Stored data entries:
%%

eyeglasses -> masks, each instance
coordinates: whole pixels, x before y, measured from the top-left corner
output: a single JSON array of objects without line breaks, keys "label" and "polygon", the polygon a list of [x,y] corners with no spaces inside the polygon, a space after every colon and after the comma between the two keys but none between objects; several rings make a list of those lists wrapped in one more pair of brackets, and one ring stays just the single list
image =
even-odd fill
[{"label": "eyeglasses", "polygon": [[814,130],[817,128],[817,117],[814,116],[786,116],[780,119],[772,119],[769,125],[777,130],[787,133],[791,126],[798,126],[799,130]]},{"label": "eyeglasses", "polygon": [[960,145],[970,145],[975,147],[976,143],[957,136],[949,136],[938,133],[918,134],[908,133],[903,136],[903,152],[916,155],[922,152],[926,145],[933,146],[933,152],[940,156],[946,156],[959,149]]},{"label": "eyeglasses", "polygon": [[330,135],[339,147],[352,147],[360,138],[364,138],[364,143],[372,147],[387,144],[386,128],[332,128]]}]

%%

*Written request*: Express each line of the listing as a string in a JSON list, one string per line, omitting any blank lines.

*Full response*:
[
  "eyeglasses -> masks, each instance",
  "coordinates: whole pixels, x before y, measured from the top-left corner",
  "output: a single JSON array of objects without line breaks, keys \"label\" and \"polygon\", the polygon a list of [x,y] corners with no spaces inside the polygon, a space after every colon and after the comma between the two keys but none between objects; several rings make a list of those lists wrapped in one more pair of brackets, and one ring stays just the single list",
  "image =",
  "even-odd fill",
  "[{\"label\": \"eyeglasses\", \"polygon\": [[814,130],[817,128],[817,117],[814,116],[786,116],[780,119],[772,119],[769,125],[777,130],[787,133],[791,126],[798,126],[799,130]]},{\"label\": \"eyeglasses\", \"polygon\": [[960,145],[970,145],[975,147],[976,143],[957,136],[949,136],[938,133],[918,134],[908,133],[903,136],[903,152],[916,155],[922,152],[926,145],[933,146],[933,152],[940,156],[946,156],[959,149]]},{\"label\": \"eyeglasses\", \"polygon\": [[330,135],[339,147],[352,147],[360,138],[364,138],[364,143],[372,147],[387,144],[386,128],[332,128]]}]"
]